• [CHALLENGES]
1. Rewrite the passage about Cohen as mayor of Amsterdam from "Cohen's politics towards" up to and including "successful safety policy.", replacing "slogan" with "motto".
2. Continue the passage about Cohen as mayor of Amsterdam from the point where it ends.

┌─ SELECTED TEXT

Cohen found himself thrown into the role of mediator between the city's Muslims, the original Dutch population and other groups in the cultural and racial mix. Almost half Amsterdam's residents are of non-Western descent, a majority of them Muslims."Islam is here to stay, in this country, in this city (...) We have to deal with Islam as a fact, not whether we like it. So the real question is how to get on with each other." Cohen took pride in the fact that in Amsterdam no violence or arson occurred in response to the killing. By his visiting ethnic groups, organizing debates among religious leaders and his listening and promoting dialogue, he received from opponents the mocking nickname of "tea drinker" – an image that would be exploited by them when he returned in the Dutch national politics in 2010.

On 27 January 2006 Cohen announced he would be willing to serve a second term as mayor of Amsterdam. On 12 July 2006 the municipality of Amsterdam almost unanimously (Democrats 66 opposed, being in favour of an elected mayor) supported Cohen to prolong his career as a mayor after 15 January 2007 when his first term ended.

Cohen's politics towards ethnic minorities in Amsterdam was characterized by the slogan "keeping things together" (de boel bij elkaar houden). On 2 May 2006 Immigration Minister Rita Verdonk of the centre-right VVD accused Amsterdam of becoming a "banana republic" with a lax safety policy; she cited the criminal liquidations and the disturbance caused by young people as examples of this. However, in the yearly crime meter of the Algemeen Dagblad Amsterdam did not perform particularly badly in safety policy and crime fighting. One of the reasons for this was Cohen's targeted approach towards those who commit multiple crimes (veelplegers). Cohen stated that his policy which combines soft and hard approaches, fighting crime and fighting the causes of crime, was the key to his successful safety policy.

In 2006 Cohen was the runner-up in the award for World Mayor of 2006, behind Melbourne mayor John So, and ahead of Harrisburg mayor Stephen R. Reed. World Mayor praised Cohen's leadership following the murder of Theo van Gogh in 2004, and his efforts at bringing together the diverse population of Amsterdam.

└─
┌─ INFORMATION GIVEN

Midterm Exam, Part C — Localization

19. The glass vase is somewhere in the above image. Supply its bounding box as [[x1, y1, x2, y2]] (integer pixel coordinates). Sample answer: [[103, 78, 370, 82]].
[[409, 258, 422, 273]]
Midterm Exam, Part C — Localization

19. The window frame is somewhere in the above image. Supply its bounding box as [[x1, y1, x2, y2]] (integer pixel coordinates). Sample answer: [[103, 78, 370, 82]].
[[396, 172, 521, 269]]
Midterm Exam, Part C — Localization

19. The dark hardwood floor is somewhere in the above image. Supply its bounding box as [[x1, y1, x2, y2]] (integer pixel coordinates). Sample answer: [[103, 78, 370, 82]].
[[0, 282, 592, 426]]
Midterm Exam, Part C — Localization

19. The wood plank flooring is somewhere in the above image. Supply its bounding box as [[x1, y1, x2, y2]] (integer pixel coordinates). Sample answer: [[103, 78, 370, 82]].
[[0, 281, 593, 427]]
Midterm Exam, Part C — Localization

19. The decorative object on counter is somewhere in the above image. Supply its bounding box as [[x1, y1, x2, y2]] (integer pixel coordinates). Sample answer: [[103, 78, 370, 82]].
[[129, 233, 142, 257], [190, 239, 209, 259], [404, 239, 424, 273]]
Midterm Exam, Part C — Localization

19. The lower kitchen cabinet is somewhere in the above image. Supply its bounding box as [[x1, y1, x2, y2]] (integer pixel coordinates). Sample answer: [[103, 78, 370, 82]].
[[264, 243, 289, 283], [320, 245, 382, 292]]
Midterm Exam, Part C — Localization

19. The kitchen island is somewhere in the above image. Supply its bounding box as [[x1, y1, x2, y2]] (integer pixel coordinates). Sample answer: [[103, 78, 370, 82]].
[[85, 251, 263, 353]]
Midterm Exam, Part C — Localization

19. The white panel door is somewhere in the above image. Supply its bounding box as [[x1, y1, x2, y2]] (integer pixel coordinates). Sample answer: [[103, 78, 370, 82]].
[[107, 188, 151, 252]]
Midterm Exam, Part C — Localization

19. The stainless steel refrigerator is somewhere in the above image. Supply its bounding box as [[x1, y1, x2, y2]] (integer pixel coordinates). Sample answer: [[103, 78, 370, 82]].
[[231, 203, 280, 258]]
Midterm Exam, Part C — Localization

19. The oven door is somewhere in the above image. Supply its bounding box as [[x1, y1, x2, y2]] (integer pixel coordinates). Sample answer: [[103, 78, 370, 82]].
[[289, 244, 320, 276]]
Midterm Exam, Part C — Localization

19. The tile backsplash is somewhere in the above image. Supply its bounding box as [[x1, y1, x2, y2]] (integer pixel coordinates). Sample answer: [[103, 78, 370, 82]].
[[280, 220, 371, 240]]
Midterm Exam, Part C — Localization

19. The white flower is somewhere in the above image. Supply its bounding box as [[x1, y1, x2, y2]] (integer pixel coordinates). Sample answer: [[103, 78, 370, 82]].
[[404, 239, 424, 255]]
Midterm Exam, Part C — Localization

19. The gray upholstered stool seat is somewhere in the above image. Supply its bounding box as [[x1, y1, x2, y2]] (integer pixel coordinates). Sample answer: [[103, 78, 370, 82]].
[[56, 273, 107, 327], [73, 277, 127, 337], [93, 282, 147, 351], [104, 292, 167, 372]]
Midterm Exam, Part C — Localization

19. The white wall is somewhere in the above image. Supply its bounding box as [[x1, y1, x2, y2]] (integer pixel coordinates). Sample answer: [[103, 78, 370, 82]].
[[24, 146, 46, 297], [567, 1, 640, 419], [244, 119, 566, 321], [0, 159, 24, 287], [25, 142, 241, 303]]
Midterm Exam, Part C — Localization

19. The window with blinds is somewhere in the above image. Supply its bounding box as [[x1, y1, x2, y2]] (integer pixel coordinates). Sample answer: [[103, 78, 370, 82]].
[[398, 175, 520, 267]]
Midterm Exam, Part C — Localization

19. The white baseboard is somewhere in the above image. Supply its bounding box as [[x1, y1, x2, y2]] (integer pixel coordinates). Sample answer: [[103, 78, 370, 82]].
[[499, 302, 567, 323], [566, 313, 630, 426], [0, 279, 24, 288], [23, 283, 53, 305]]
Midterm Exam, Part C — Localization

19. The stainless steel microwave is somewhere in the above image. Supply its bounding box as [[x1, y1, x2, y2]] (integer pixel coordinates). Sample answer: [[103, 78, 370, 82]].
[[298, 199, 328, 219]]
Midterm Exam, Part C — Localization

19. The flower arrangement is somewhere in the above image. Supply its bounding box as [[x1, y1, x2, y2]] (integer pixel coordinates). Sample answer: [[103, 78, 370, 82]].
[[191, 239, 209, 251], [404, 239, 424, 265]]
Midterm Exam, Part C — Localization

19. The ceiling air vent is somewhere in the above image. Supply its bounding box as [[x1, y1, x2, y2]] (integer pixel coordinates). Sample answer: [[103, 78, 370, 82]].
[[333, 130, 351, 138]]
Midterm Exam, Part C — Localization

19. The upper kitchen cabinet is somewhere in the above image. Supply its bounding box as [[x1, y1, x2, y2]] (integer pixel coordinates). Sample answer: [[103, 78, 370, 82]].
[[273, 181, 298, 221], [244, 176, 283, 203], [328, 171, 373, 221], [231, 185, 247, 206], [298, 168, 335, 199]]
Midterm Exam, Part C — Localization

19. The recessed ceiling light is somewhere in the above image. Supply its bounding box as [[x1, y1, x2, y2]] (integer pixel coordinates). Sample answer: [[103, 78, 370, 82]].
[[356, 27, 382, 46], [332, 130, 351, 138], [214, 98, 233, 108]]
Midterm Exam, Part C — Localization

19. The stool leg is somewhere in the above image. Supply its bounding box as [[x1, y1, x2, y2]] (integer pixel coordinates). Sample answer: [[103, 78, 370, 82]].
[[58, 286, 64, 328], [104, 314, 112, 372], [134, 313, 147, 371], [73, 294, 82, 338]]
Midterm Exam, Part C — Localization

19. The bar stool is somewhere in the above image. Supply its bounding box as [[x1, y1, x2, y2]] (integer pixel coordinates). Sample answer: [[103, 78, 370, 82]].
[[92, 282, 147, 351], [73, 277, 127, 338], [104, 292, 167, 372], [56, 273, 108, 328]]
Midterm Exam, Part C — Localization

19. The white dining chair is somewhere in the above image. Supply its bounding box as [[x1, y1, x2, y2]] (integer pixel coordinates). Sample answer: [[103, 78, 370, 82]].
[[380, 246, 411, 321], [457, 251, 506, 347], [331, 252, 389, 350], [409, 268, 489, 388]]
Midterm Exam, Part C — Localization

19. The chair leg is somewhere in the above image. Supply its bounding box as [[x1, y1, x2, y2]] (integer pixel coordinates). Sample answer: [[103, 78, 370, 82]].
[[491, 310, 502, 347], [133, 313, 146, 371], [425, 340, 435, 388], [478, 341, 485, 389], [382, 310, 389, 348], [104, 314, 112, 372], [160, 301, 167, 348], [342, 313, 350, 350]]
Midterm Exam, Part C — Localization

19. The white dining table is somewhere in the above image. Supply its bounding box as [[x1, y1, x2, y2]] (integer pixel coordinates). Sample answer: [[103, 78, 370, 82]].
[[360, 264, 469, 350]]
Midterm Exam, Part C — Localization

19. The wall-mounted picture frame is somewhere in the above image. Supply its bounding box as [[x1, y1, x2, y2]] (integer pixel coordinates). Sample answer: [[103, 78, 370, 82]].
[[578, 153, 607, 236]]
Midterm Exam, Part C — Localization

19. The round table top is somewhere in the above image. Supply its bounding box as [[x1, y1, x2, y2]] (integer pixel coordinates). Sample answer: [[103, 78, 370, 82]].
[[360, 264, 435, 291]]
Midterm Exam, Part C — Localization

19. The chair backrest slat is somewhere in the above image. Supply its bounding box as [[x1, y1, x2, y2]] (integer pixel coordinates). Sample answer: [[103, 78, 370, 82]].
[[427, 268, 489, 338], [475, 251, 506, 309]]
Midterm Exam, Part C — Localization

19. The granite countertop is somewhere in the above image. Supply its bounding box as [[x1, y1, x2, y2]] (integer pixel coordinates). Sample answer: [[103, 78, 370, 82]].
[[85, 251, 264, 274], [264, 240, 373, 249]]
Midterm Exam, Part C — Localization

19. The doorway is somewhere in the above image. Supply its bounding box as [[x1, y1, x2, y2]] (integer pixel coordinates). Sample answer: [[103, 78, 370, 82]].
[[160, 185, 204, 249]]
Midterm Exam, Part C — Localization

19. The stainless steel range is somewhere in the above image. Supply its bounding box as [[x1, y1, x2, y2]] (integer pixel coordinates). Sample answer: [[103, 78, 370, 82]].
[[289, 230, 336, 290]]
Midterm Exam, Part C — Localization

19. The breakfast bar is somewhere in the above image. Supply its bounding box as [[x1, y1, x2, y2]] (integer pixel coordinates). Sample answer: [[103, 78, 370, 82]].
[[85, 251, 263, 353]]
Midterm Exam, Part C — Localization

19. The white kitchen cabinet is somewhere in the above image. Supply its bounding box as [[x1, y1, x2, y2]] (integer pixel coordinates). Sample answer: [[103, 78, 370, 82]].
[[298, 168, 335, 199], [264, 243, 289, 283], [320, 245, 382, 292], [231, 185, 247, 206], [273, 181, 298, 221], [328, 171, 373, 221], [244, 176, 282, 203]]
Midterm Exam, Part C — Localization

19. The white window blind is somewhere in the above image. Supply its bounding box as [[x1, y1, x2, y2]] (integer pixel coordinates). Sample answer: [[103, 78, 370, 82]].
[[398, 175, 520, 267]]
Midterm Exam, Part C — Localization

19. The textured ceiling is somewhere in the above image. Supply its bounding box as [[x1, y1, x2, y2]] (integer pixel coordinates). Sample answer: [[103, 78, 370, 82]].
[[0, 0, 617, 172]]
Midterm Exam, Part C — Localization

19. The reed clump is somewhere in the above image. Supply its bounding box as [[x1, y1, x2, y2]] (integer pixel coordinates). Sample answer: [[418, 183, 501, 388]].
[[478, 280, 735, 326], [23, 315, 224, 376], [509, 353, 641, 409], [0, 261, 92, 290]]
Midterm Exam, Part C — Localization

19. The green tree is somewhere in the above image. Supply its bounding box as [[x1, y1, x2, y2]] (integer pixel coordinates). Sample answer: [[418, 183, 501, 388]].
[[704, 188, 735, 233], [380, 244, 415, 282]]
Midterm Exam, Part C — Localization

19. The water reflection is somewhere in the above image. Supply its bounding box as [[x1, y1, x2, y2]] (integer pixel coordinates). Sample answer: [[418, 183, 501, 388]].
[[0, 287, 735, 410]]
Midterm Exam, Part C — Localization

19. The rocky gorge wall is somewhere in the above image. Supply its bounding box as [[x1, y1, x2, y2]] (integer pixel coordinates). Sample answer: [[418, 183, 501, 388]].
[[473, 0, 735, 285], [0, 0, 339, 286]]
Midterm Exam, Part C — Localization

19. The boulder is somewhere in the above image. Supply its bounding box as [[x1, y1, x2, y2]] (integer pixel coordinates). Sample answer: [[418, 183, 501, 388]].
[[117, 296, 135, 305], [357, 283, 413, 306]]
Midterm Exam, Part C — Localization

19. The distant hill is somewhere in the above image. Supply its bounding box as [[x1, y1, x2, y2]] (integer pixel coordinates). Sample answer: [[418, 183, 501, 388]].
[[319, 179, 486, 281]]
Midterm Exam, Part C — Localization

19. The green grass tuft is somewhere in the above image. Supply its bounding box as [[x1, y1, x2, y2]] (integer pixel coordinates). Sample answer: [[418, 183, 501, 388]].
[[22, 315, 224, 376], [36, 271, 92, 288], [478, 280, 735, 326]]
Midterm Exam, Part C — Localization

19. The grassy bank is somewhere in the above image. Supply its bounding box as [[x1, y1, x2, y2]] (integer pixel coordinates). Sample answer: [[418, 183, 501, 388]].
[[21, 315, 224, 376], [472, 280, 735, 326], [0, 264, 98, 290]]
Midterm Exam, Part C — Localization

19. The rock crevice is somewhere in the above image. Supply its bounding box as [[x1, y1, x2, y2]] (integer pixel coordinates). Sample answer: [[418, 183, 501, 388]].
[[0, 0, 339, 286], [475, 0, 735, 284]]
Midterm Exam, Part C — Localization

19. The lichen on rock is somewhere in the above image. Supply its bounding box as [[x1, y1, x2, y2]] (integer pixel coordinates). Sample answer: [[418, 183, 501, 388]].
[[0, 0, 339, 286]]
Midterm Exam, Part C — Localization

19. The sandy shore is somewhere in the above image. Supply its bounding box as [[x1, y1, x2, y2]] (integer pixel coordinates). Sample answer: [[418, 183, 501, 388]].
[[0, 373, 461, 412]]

└─

• [FINAL RESULTS]
1.
Cohen's politics towards ethnic minorities in Amsterdam was characterized by the motto "keeping things together" (de boel bij elkaar houden). On 2 May 2006 Immigration Minister Rita Verdonk of the centre-right VVD accused Amsterdam of becoming a "banana republic" with a lax safety policy; she cited the criminal liquidations and the disturbance caused by young people as examples of this. However, in the yearly crime meter of the Algemeen Dagblad Amsterdam did not perform particularly badly in safety policy and crime fighting. One of the reasons for this was Cohen's targeted approach towards those who commit multiple crimes (veelplegers). Cohen stated that his policy which combines soft and hard approaches, fighting crime and fighting the causes of crime, was the key to his successful safety policy.

2.
In late 2007, Cohen moved to reduce prostitution in Amsterdam, following allegations that Hells Angels and other organized criminals had taken over the prostitution industry. The city council bought 18 buildings in the red light district De Wallen from Charlie Geerts in order to convert them into upscale establishments and revoked the license of the luxury brothel Yab Yum.

Leader of the Labour Party

On 12 March 2010, Wouter Bos resigned as leader of the Labour Party. Bos named Cohen as candidate for the position, which he accepted. At the subsequent elections, Cohen was a candidate for Prime Minister. He was expected to be a strong opponent to Geert Wilders and was described in the press as "authoritarian but enlightened." Exit polls showed the Labour Party as the second largest with 30 seats and 19.6% of the total vote. Eventually his opponent Mark Rutte of the VVD became the Prime Minister of the Netherlands.

He has been chair of the Labour Party in the House of Representatives since 10 June 2010 and a member of the House of Representatives since 17 June 2010.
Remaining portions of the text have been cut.